**Selected excerpt:**
Baptiste Roux (born 26 November 1999) is a French professional footballer who plays as a midfielder for Ligue 2 club EA Guingamp.

Career

Early life and youth career 
Roux was born on 26 November 1999 in Pouzauges, France. Roux did his youth career football in the academy of Guingamp.

Guingamp B 
Roux signed his first senior contract with the B team of EA Guingamp in 2017. He made his debut on 28 April 2018 against Vannes OC. Baptiste started in the lineup for the match and was substituted in the 57th minute for Romain Le Méhauté. The match ended in a 1–1 draw. Roux played his last match of the season against the B team of US Concarneau on 21 April 2018 which ended 3–0 in favor of Guingamp.

Roux played his first match of the new season on 1 September 2018 against Stade Plabennécois which he played as a substitute for Matthias Phaëton during the 89th minute of the match. The game ended 2–1, Guingamp clinching the three points. Roux scored his debut goal for the club on 20 October 2018 in the match against Stade Pontivy during the 14th minute of the game. The match ended 2–0 in favor of Guingamp. Roux played his last match of the season against US Montagnarde on 20 April 2019 which ended with a score line of 2–0 with Guingamp taking the win.

**Data segment:**

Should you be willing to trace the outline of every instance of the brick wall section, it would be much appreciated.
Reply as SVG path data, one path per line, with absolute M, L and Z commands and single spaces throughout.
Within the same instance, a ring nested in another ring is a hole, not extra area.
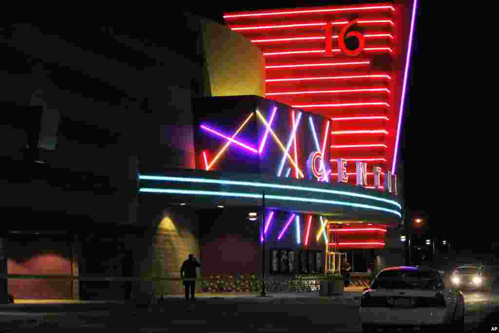
M 140 222 L 149 223 L 150 227 L 138 236 L 136 276 L 179 278 L 180 267 L 190 254 L 200 260 L 199 218 L 195 211 L 187 207 L 158 210 L 149 206 L 141 213 Z M 198 276 L 201 276 L 200 270 Z M 201 283 L 196 289 L 201 291 Z M 184 286 L 177 281 L 140 282 L 134 284 L 132 290 L 134 294 L 179 294 L 184 292 Z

**List of tasks:**
1 – Do these statements agree with the Baptiste Roux profile? (a) Roux was born in Pouzauges. (b) Roux scored his first goal for the club against US Montagnarde. (c) The match against Stade Pontivy ended 2–1. Answer yes or no for each, and quote the deciding words.
2 – Carry on with the Baptiste Roux profile, starting after its final sentence.

**Results for each task:**
1 –
(a) Yes: "Roux was born on 26 November 1999 in Pouzauges, France."
(b) No: "Roux scored his debut goal for the club on 20 October 2018 in the match against Stade Pontivy"
(c) No: "The match ended 2–0 in favor of Guingamp."

2 –
Roux played his first match of the season against Vannes OC on 7 September 2019 which ended 4–1 with Guingamp losing the game. Roux scored his first goal of the season against US Saint-Malo on 19 October 2019 in the 47th minute of the game which ended in a 1–1 draw. Roux found his second goal of the season against AS Poissy on 14 December 2019. The match ended with a score line of 3–5 with Guingamp taking the three points. Roux played his last match of the season against US Granville on 7 March 2020 which ended 1–2 with Guingamp losing the match.

Roux played just one match in the season against the B team of Caen on 22 August 2020 where he scored a goal in the 88th minute. The match ended 3–1 in favor Guingamp. He was then promoted to the senior team in the middle of the season.

Guingamp 
Roux signed his first pro contract and was promoted to the senior team of Guingamp from the reserve team in middle of the new season. Roux penned a three-year contract with the club. Roux made his debut against Pau FC on 19 September 2020. Roux was started as a substitute for Gueïda Fofana during the 74th minute of the game. The match ended 1–0 for Guingamp. He scored his debut goal for the senior team on 30 January 2021 in the second match of the season against Pau FC, which eventually ended in a 2–3 loss for Guingamp.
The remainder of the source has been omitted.